Exercise prompt.
Reproduce all the lines exactly as they stand, apart from the pictures.

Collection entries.
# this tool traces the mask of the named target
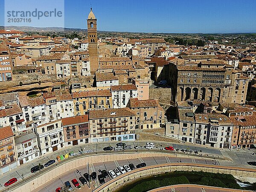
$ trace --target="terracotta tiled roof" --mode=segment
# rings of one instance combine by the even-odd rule
[[[234,125],[242,127],[256,125],[256,115],[231,117],[230,119]]]
[[[140,100],[138,98],[130,99],[131,108],[153,108],[158,106],[158,102],[155,99]]]
[[[30,107],[35,107],[45,104],[45,102],[44,99],[44,97],[40,96],[34,99],[29,99],[29,103]]]
[[[117,80],[118,79],[111,73],[100,73],[96,72],[96,81],[110,81]]]
[[[72,116],[61,119],[62,125],[67,127],[73,125],[81,124],[83,123],[89,122],[88,115],[83,115],[79,116]]]
[[[137,87],[134,84],[124,84],[113,85],[111,87],[112,91],[121,90],[137,90]]]
[[[64,94],[63,95],[57,95],[57,101],[66,101],[67,100],[72,100],[71,95],[69,93]]]
[[[19,101],[20,102],[20,105],[22,108],[29,105],[29,100],[26,95],[21,95],[19,96]]]
[[[14,134],[9,126],[0,128],[0,140],[13,136]]]
[[[134,116],[135,114],[128,108],[91,110],[89,114],[90,119]]]
[[[131,61],[128,57],[101,57],[99,58],[99,62]]]
[[[6,116],[12,116],[22,113],[20,108],[17,104],[14,104],[10,107],[10,108],[5,109]]]

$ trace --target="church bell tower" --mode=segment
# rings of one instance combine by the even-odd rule
[[[87,19],[88,49],[91,75],[94,76],[99,66],[97,37],[97,19],[91,10]]]

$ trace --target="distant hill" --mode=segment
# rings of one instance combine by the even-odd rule
[[[63,27],[34,27],[32,26],[0,26],[0,29],[10,29],[17,30],[18,31],[24,31],[25,32],[63,32],[63,31],[67,32],[87,32],[87,29],[70,29]]]

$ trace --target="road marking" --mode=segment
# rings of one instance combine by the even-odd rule
[[[93,171],[93,172],[96,172],[95,171],[95,169],[94,169],[94,166],[93,166],[93,163],[91,163],[90,164],[91,165],[91,168],[92,168],[92,171]],[[98,180],[98,177],[96,177],[96,180],[95,181],[95,183],[96,183],[96,182],[97,182],[97,184],[98,186],[99,186],[100,185],[99,184],[99,181]]]
[[[192,160],[192,163],[195,163],[195,158],[192,158],[191,159]]]
[[[118,162],[117,162],[117,161],[116,161],[116,160],[114,161],[114,162],[115,162],[115,164],[116,164],[116,167],[119,166],[119,164],[118,164]]]
[[[143,160],[143,159],[141,158],[141,157],[140,157],[140,158],[139,158],[139,159],[140,160],[140,162],[141,162],[141,163],[145,163],[145,162],[144,162],[144,161]]]

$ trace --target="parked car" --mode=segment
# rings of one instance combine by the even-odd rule
[[[123,166],[123,167],[124,167],[124,169],[125,169],[125,171],[126,172],[130,172],[131,171],[131,169],[130,167],[129,166],[128,166],[128,165],[125,165]]]
[[[114,172],[117,176],[119,176],[121,175],[121,172],[120,172],[120,171],[119,171],[119,170],[117,168],[114,169]]]
[[[122,149],[122,147],[121,146],[117,146],[116,147],[114,148],[114,151],[119,151]]]
[[[112,170],[110,170],[108,171],[108,174],[110,175],[110,176],[113,178],[115,178],[116,177],[116,175],[115,173],[115,172],[113,171]]]
[[[79,180],[80,180],[81,181],[81,183],[83,185],[84,185],[85,184],[86,184],[86,183],[87,183],[87,181],[86,181],[85,178],[84,178],[84,177],[79,177],[78,178],[78,179]]]
[[[30,172],[32,173],[35,173],[36,172],[39,171],[40,169],[43,169],[44,166],[43,165],[41,165],[40,168],[39,166],[36,166],[31,168],[31,169],[30,169]]]
[[[129,164],[129,166],[130,167],[131,170],[134,170],[135,169],[135,167],[134,167],[134,165],[133,163],[130,163]]]
[[[147,165],[145,163],[141,163],[138,164],[136,166],[136,167],[138,169],[141,168],[142,167],[145,167]]]
[[[117,169],[119,170],[119,171],[120,171],[120,172],[121,172],[122,174],[126,172],[122,166],[119,166],[118,167],[117,167]]]
[[[174,151],[174,148],[173,147],[172,147],[171,146],[169,146],[169,147],[166,147],[164,148],[164,149],[166,150],[167,151]],[[181,150],[182,151],[182,150]]]
[[[71,184],[68,180],[64,183],[64,184],[65,185],[65,186],[67,186],[68,191],[71,191],[73,189],[71,186]]]
[[[91,178],[92,178],[92,180],[96,180],[97,179],[97,173],[96,173],[96,172],[93,172],[91,174]]]
[[[4,183],[4,186],[9,186],[12,185],[12,184],[15,183],[17,181],[18,181],[18,180],[17,179],[17,178],[16,178],[16,177],[12,178],[12,179],[9,180],[8,181],[7,181],[5,183]]]
[[[105,180],[104,179],[104,176],[102,174],[99,174],[98,175],[98,179],[99,182],[100,184],[105,183]]]
[[[56,189],[55,189],[55,192],[61,192],[61,187],[58,187]]]
[[[46,163],[45,163],[44,164],[44,166],[45,167],[48,167],[48,166],[50,166],[51,165],[52,165],[52,164],[53,164],[55,163],[55,160],[54,159],[52,159],[52,160],[50,160],[48,162],[47,162]]]
[[[87,180],[87,181],[89,181],[90,180],[90,178],[91,178],[91,176],[89,175],[88,173],[85,173],[83,175],[84,177],[85,178],[85,179]]]
[[[247,163],[250,165],[256,166],[256,162],[255,161],[249,161]]]
[[[101,171],[102,174],[104,176],[104,178],[108,178],[108,172],[107,171],[105,170],[102,170]]]
[[[151,145],[154,147],[154,143],[152,142],[148,142],[146,143],[146,145]]]
[[[73,185],[74,185],[76,187],[77,187],[80,185],[76,179],[72,179],[71,180],[71,182],[72,182],[72,183],[73,183]]]
[[[143,147],[142,146],[135,146],[134,147],[134,148],[135,149],[143,149]]]
[[[126,145],[124,143],[116,143],[116,146],[120,146],[121,147],[125,146]]]
[[[112,151],[113,150],[113,148],[110,146],[108,146],[103,148],[103,151]]]
[[[152,145],[145,145],[144,146],[144,147],[147,149],[152,149],[153,148],[153,146]]]
[[[132,147],[131,145],[126,145],[125,147],[124,147],[124,149],[131,149],[132,148]]]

Response below.
# this tool traces the mask of the named target
$ trace --target="terracotta tiled roof" --mode=segment
# rings of one instance combine by the even-odd rule
[[[234,125],[242,127],[256,125],[256,115],[231,117],[230,119]]]
[[[140,100],[138,98],[130,99],[131,108],[153,108],[158,106],[158,102],[155,99]]]
[[[30,107],[35,107],[45,104],[45,102],[44,99],[44,97],[40,96],[34,99],[29,99],[29,103]]]
[[[117,80],[118,79],[111,73],[100,73],[96,72],[96,81],[110,81]]]
[[[72,116],[61,119],[62,125],[67,127],[73,125],[81,124],[83,123],[89,122],[88,115],[83,115],[79,116]]]
[[[137,87],[134,84],[124,84],[113,85],[111,87],[112,91],[121,90],[137,90]]]
[[[64,94],[63,95],[57,95],[57,101],[66,101],[67,100],[72,100],[71,95],[69,93]]]
[[[19,101],[20,102],[20,105],[22,108],[29,105],[29,100],[26,95],[21,95],[19,96]]]
[[[14,134],[9,126],[0,128],[0,140],[13,136]]]
[[[134,116],[135,114],[128,108],[91,110],[89,114],[90,119]]]
[[[131,61],[128,57],[101,57],[99,58],[99,62]]]
[[[6,116],[12,116],[22,113],[20,108],[17,104],[14,104],[10,107],[10,108],[5,109]]]

$ trace --target="church bell tower" --mode=segment
# rings of one instance combine by the even-odd rule
[[[87,19],[88,49],[91,75],[94,76],[99,66],[97,37],[97,19],[91,10]]]

$ trace --target="distant hill" --mode=segment
# rings of one instance combine by the even-odd rule
[[[63,27],[34,27],[32,26],[0,26],[0,29],[10,29],[17,30],[18,31],[24,31],[25,32],[63,32],[63,31],[67,32],[87,32],[87,29],[70,29]]]

$ trace --target="road marking" --mode=segment
# rings of one instance combine by the even-odd rule
[[[93,171],[93,172],[96,172],[95,171],[95,169],[94,169],[94,166],[93,166],[93,163],[91,163],[90,164],[91,165],[91,168],[92,168],[92,171]],[[98,180],[98,177],[96,177],[96,180],[95,181],[95,183],[96,183],[96,182],[97,182],[97,184],[98,186],[99,186],[100,185],[99,184],[99,181]]]
[[[192,160],[192,163],[195,163],[195,158],[192,158],[191,159]]]
[[[118,162],[117,162],[117,161],[116,161],[116,160],[114,161],[114,162],[115,162],[115,164],[116,164],[116,167],[119,166],[119,164],[118,164]]]
[[[143,160],[143,159],[141,158],[141,157],[140,157],[140,158],[139,158],[139,159],[140,160],[140,162],[141,162],[141,163],[145,163],[145,162],[144,162],[144,161]]]

$ trace --target="parked car" --mode=segment
# rings of one instance combine by the even-odd rule
[[[123,166],[123,167],[124,167],[124,169],[125,169],[125,171],[126,172],[130,172],[131,171],[131,169],[130,167],[129,166],[128,166],[128,165],[125,165]]]
[[[114,172],[117,176],[119,176],[121,175],[121,172],[120,172],[120,171],[119,171],[119,170],[117,168],[114,169]]]
[[[122,149],[122,147],[121,146],[117,146],[116,147],[114,148],[114,151],[119,151]]]
[[[112,170],[110,170],[108,171],[108,174],[110,175],[110,176],[113,178],[115,178],[116,177],[116,175],[115,173],[115,172],[113,171]]]
[[[79,180],[80,180],[81,181],[81,183],[83,185],[84,185],[85,184],[86,184],[86,183],[87,183],[87,181],[86,181],[85,178],[84,178],[84,177],[79,177],[78,178],[78,179]]]
[[[30,172],[32,173],[35,173],[36,172],[39,171],[40,169],[43,169],[44,166],[43,165],[41,165],[40,168],[39,166],[36,166],[31,168],[31,169],[30,169]]]
[[[129,164],[129,166],[130,167],[131,170],[134,170],[135,169],[135,167],[134,167],[134,165],[133,163],[130,163]]]
[[[147,165],[145,163],[141,163],[138,164],[136,166],[136,167],[138,169],[141,168],[142,167],[145,167]]]
[[[117,169],[119,170],[119,171],[120,171],[120,172],[121,172],[122,174],[126,172],[122,166],[119,166],[118,167],[117,167]]]
[[[174,151],[174,148],[173,147],[172,147],[171,146],[169,146],[169,147],[166,147],[164,148],[164,149],[166,150],[167,151]],[[181,150],[182,151],[182,150]]]
[[[71,184],[68,180],[64,183],[64,184],[65,185],[65,186],[67,186],[68,191],[71,191],[73,189],[71,186]]]
[[[91,178],[92,178],[92,180],[96,180],[97,179],[97,173],[96,173],[96,172],[93,172],[91,174]]]
[[[4,183],[4,186],[9,186],[12,185],[12,184],[15,183],[17,181],[18,181],[18,180],[17,179],[17,178],[16,178],[16,177],[12,178],[12,179],[9,180],[8,181],[7,181],[5,183]]]
[[[105,180],[104,179],[104,176],[102,174],[99,174],[98,175],[98,179],[99,182],[100,184],[105,183]]]
[[[56,189],[55,189],[55,192],[61,192],[61,187],[58,187]]]
[[[46,163],[45,163],[44,164],[44,166],[45,167],[48,167],[48,166],[50,166],[51,165],[52,165],[52,164],[53,164],[55,163],[55,160],[54,159],[52,159],[52,160],[50,160],[48,162],[47,162]]]
[[[87,180],[87,181],[89,181],[90,180],[90,178],[91,178],[91,176],[89,175],[88,173],[85,173],[83,175],[84,177],[85,178],[85,179]]]
[[[247,163],[250,165],[256,166],[256,162],[255,161],[249,161]]]
[[[101,171],[102,174],[104,176],[104,178],[108,178],[108,172],[107,171],[105,170],[102,170]]]
[[[151,145],[154,147],[154,143],[152,142],[148,142],[146,143],[146,145]]]
[[[73,185],[74,185],[76,187],[77,187],[80,185],[76,179],[72,179],[71,180],[71,182],[72,182],[72,183],[73,183]]]
[[[143,147],[142,146],[135,146],[134,147],[134,148],[135,149],[143,149]]]
[[[126,145],[124,143],[116,143],[116,146],[120,146],[121,147],[125,146]]]
[[[112,151],[113,150],[113,148],[110,146],[108,146],[103,148],[103,151]]]
[[[152,145],[145,145],[144,146],[144,147],[147,149],[152,149],[153,148],[153,146]]]
[[[132,147],[131,145],[126,145],[125,147],[124,147],[124,149],[131,149],[132,148]]]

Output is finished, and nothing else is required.